_Trecho da fonte_
ESO
13/01/2021

As galáxias começam a “morrer” quando param de formar estrelas, mas até agora os astrônomos nunca tinham observado claramente o início deste processo numa galáxia distante. Com o auxílio do Atacama Large Millimeter/submillimeter Array (ALMA), do qual o Observatório Europeu do Sul (ESO) é um parceiro, os astrônomos observaram uma galáxia ejetar quase metade de seu gás de formação estelar. Essa ejeção está acontecendo a uma taxa surpreendente, equivalente a 10 000 sóis por ano, o que significa que a galáxia está perdendo muito rapidamente o “combustível” necessário à formação de novas estrelas. A equipe pensa que este evento terá sido desencadeado pela colisão com outra galáxia, o que poderá levar os astrônomos a repensar o modo como as galáxias param de formar novas estrelas.
“Esta é
a primeira vez que observamos uma galáxia com formação estelar massiva típica
no Universo distante prestes a ‘morrer’ devido a uma ejeção massiva de gás
frio,” disse Annagrazia Puglisi, pesquisadora principal do novo estudo, da
Universidade de Durham, Reino Unido, e do Centro de Investigação Nuclear de
Saclay (CEA-Saclay), França. A galáxia, ID2299, está tão distante que a sua luz
demora 9 bilhões de anos a chegar até nós; vemos isso quando o Universo tinha
apenas 4,5 bilhões de anos.
A ejeção de gás está acontecendo a uma taxa equivalente a 10 000 sóis por ano,
removendo incríveis 46% do gás frio total existente na ID2299. Como a galáxia
também está formando estrelas muito rapidamente, centenas de vezes mais rápido
que a Via Láctea, o gás restante será rapidamente consumido em apenas algumas
dezenas de milhões de anos.
O evento
responsável pela perda espetacular de gás, a equipe acredita, é uma colisão
entre duas galáxias, que eventualmente se fundiram para formar o ID2299. A
pista elusiva que apontou os cientistas para esse cenário foi a associação do
gás ejetado com uma “cauda de maré”. As caudas de maré são correntes alongadas
de estrelas e gás que se estendem para o espaço interestelar e que são criadas
quando duas galáxias se fundem, mas que são normalmente muito tênues para
poderem ser observadas em galáxias distantes. No entanto, a equipe conseguiu
observar esta estrutura relativamente brilhante exatamente quando estava se
lançando ao espaço e foi capaz de identificá-la como uma cauda de maré.
A maioria dos astrônomos acredita que os ventos causados pela formação estelar
e a atividade de buracos negros nos centros de galáxias massivas são
responsáveis por lançar para o espaço material que, de outro modo, seria
utilizado na formação estelar, terminando assim com a capacidade das galáxias
de formar novas estrelas. Contudo, o novo estudo publicado hoje na Nature
Astronomy sugere que as fusões galácticas podem também ser
responsáveis por ejetar para o espaço este “combustível” de formação
estelar.

_Requisitos do exercício_
(a) Transcreva o trecho do texto sobre a galáxia ID2299 de “A ejeção de” até “milhões de anos.”.
(b) Segundo o texto sobre a galáxia ID2299, que porcentagem do gás frio total da galáxia está sendo removida pela ejeção?
(c) Escreva a continuação do texto sobre a galáxia ID2299 a partir do ponto em que ele termina.
O material a seguir é independente do texto sobre a galáxia ID2299.

_Amostra de dados_
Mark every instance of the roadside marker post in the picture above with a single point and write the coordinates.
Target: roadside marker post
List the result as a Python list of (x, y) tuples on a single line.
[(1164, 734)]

_Respostas esperadas_
(a)
A ejeção de gás está acontecendo a uma taxa equivalente a 10 000 sóis por ano,
removendo incríveis 46% do gás frio total existente na ID2299. Como a galáxia
também está formando estrelas muito rapidamente, centenas de vezes mais rápido
que a Via Láctea, o gás restante será rapidamente consumido em apenas algumas
dezenas de milhões de anos.

(b) 46% do gás frio total.

(c)
“O nosso estudo sugere que as ejeções de gás podem ter origem em fusões e
que ventos e caudas de maré podem parecer muito semelhantes,” explica o
co-autor do estudo Emanuele Daddi do CEA-Saclay. Por causa disso, algumas das
equipes que anteriormente identificaram ventos lançados por galáxias distantes
poderão de fato ter observado caudas de maré ejetando gás dessas galáxias. “Este
fato pode nos levar a rever o que sabemos sobre como ‘morrem’ as galáxias
distantes,” acrescenta Daddi.
Puglisi concorda com a importância da descoberta da equipe: “Fiquei muito
entusiasmada ao descobrir uma galáxia tão excepcional! Estava ansiosa para
aprender mais sobre este estranho objeto, pois convenci-me de que havia aqui
uma lição importante sobre a evolução de galáxias distantes.”
Esta
descoberta surpreendente foi feita por acaso quando a equipe estava a analisar
um levantamento de galáxias obtido pelo ALMA com
o objetivo de estudar as propriedades do gás frio em mais de 100 galáxias
distantes. A ID2299 foi observada pelo ALMA durante apenas alguns minutos, mas
o poderoso observatório, localizado no norte do Chile, permitiu à equipe
coletar dados suficientes para detectar a galáxia e a sua cauda de ejeção.
“O ALMA lançou uma nova luz sobre os mecanismos que podem fazer parar a
formação estelar em galáxias distantes. Testemunhar um tal evento de
perturbação tão massivo nos permite acrescentar uma peça importante ao complexo
puzzle da evolução galáctica,” explica Chiara Circosta, pesquisadora na
University College London, Reino Unido, que também contribuiu para este
trabalho.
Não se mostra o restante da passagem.